# Problem statement:
All entries must be extracted exactly, with nothing added or dropped.
-------- Available data --------
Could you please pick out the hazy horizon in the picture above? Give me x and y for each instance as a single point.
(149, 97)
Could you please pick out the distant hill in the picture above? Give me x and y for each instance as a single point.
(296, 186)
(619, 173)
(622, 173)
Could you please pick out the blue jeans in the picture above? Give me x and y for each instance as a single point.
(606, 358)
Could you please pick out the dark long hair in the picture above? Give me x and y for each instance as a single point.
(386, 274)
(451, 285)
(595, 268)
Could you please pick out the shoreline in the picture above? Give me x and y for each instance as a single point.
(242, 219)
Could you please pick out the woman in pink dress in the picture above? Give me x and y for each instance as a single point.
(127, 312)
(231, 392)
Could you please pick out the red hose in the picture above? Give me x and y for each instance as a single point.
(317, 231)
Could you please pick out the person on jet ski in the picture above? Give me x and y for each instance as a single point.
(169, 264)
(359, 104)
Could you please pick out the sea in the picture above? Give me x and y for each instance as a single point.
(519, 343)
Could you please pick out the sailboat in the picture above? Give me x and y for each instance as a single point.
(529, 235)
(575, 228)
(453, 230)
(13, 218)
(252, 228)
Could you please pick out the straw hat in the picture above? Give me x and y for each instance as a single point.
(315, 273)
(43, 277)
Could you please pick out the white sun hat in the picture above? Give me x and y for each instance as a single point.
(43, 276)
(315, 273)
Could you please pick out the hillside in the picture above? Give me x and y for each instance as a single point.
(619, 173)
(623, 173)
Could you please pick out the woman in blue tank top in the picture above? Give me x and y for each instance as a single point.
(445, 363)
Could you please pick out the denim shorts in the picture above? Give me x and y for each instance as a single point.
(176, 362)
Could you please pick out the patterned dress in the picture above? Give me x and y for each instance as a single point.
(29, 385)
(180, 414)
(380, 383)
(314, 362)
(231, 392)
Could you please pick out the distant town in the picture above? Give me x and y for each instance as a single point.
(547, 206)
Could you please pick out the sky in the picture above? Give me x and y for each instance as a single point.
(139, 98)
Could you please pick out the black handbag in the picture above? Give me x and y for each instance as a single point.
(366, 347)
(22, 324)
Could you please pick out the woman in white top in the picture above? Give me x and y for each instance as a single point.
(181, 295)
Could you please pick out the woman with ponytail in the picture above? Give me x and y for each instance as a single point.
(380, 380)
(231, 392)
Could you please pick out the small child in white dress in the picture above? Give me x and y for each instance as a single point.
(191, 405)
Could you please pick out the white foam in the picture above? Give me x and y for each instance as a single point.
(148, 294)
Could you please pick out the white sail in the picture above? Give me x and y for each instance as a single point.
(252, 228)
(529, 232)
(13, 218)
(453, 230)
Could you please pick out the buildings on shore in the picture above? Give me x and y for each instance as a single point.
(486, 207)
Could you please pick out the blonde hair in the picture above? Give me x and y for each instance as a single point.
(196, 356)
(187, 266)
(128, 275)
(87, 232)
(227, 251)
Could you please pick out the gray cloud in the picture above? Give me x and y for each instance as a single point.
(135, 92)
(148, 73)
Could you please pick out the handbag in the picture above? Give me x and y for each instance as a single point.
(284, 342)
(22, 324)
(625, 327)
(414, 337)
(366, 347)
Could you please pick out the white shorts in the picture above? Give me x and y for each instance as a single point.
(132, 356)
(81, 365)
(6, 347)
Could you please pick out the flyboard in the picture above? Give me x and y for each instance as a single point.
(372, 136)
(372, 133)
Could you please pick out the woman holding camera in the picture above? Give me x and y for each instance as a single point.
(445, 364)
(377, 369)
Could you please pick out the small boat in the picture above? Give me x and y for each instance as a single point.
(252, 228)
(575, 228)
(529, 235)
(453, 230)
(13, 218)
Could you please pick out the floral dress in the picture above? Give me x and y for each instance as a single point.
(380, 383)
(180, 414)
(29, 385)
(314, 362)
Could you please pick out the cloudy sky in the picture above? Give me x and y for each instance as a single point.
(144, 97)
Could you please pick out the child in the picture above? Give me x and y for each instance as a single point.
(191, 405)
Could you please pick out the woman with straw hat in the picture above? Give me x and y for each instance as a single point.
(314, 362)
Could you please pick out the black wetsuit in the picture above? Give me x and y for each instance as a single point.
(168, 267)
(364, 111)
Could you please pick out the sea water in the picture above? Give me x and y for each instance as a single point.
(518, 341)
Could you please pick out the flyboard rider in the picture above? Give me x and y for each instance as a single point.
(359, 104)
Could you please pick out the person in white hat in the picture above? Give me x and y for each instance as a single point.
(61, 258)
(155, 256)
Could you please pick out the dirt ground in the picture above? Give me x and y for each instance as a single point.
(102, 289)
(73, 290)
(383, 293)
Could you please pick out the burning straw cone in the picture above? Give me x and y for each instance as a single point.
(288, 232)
--------
# Output below:
Could you please pick out the hazy horizon in the picture above? Give me x and y for each instance as a single point.
(149, 97)
Could you please pick out the distant hill in the picture above? Give me x and y for each instance as a single point.
(296, 186)
(619, 173)
(622, 173)
Could you please pick out the blue jeans in the picture above? Give me x and y for each instance as a single point.
(606, 358)
Could you please pick out the dark long hair in the picture above? Give me x and y for each instance as a single point.
(386, 274)
(451, 285)
(595, 268)
Could you please pick out the shoreline in the picture above? Give me x and y for each instance as a single point.
(242, 219)
Could you please pick out the woman in pink dress in the picture above? Give me x and y for each instance as a single point.
(127, 312)
(231, 392)
Could you please pick out the red hose in the picture above? Give me x and y for each instance as a single point.
(317, 231)
Could you please pick out the person on jet ski in the picture above? Give me x and y for each instance as a single point.
(169, 264)
(359, 104)
Could you please pick out the sea in the picture above? Give me x and y for each instance as a single point.
(519, 343)
Could you please pick out the sailboat in the picture above? Give me x and y for each instance as a single point.
(529, 235)
(575, 228)
(453, 230)
(13, 218)
(252, 228)
Could you please pick out the straw hat in the picture above? Give me x and y for each instance as a single point.
(315, 273)
(43, 277)
Could you please pick out the white sun hat in the picture above? Give me x and y for each instance as a single point.
(43, 276)
(315, 273)
Could you please pick out the hillside in the picture above? Give me x and y for each instance as a single point.
(619, 173)
(623, 173)
Could you please pick out the woman in blue tank top in the picture above? Give me x and y for each instance as a single point.
(445, 363)
Could you please pick out the denim shorts in the picture above? Give me x and y for each instance as a single point.
(176, 362)
Could you please pick out the patterned dress in the picture above? Give me x and y for each instance as a single point.
(29, 385)
(180, 414)
(380, 383)
(314, 362)
(231, 392)
Could you please pick out the distant town in the picture above? Give me x and y for each instance as a single point.
(547, 206)
Could you please pick out the sky in the picture above? Give me x and y for each instance as a single point.
(139, 98)
Could you please pick out the black handbag in the picture above? Give me x and y for each instance as a single point.
(366, 347)
(22, 324)
Could you please pick out the woman in white top in the picture above? Give me x and y for each instance as a single point.
(181, 295)
Could you please pick out the woman with ponytail in the picture above? Give me x and y for each instance as a single point.
(380, 380)
(231, 392)
Could you please pick out the small child in white dress in the picture above? Give me x and y for each instance as a single point.
(191, 405)
Could you please pick out the white foam in the picture above? Give me x and y for each instance as a single point.
(148, 294)
Could you please pick out the white sail in the picture above? Give me x and y for each instance as a single point.
(252, 228)
(529, 232)
(13, 218)
(453, 230)
Could you please pick out the buildings on shore in the picture above? Give me x and y for each instance as a single point.
(486, 207)
Could you please pick out the blonde hair in the picture above? Give me x and y for each instance as a single point.
(196, 356)
(187, 266)
(128, 275)
(87, 232)
(227, 251)
Could you please pick out the gray cloud in the picture above? Give me x and y for each instance as a single point.
(135, 92)
(148, 73)
Could you please pick out the handbag in the picture above? Give me x and y for each instance as a single point.
(284, 342)
(22, 324)
(625, 327)
(414, 337)
(366, 347)
Could you please pick out the white shorts in the picture above? Give me x and y for each instance as a single point.
(132, 356)
(81, 365)
(6, 347)
Could you please pick out the flyboard in the picture above? Give me x and y for each instance as a single point.
(372, 136)
(372, 133)
Could you please pick out the woman holding camera in the picture above? Give me x and y for each instance as a single point.
(445, 364)
(377, 369)
Could you please pick out the small boat in the picture above? Give me x and y for each instance as a single point.
(252, 228)
(575, 228)
(529, 235)
(453, 230)
(13, 218)
Could you please pick out the floral dress in the picture above? Give me x and y for each instance as a single point.
(380, 383)
(180, 414)
(29, 385)
(314, 362)
Could you please pick out the cloudy sky in the picture above? Give me x and y for each instance as a single point.
(144, 97)
Could you please pick out the child in the picture above? Give me x and y for each instance as a single point.
(191, 405)
Could you please pick out the woman with straw hat in the picture above? Give me x and y for each instance as a single point.
(314, 362)
Could you please pick out the black wetsuit in the picture above? Give me x and y for each instance as a single point.
(168, 267)
(364, 111)
Could you please pick out the sea water in the picture above? Give me x and y for each instance as a single point.
(518, 341)
Could you please pick out the flyboard rider in the picture above? Give me x and y for each instance as a single point.
(359, 104)
Could you please pick out the person in white hat in the picture above? Give me x and y for each instance as a single point.
(61, 258)
(155, 256)
Could you please pick out the dirt ground in the picture above? Give me x and y for each instance as a single point.
(102, 289)
(73, 290)
(383, 293)
Could you please pick out the burning straw cone in the picture above? Give me x and y for each instance as a single point.
(288, 232)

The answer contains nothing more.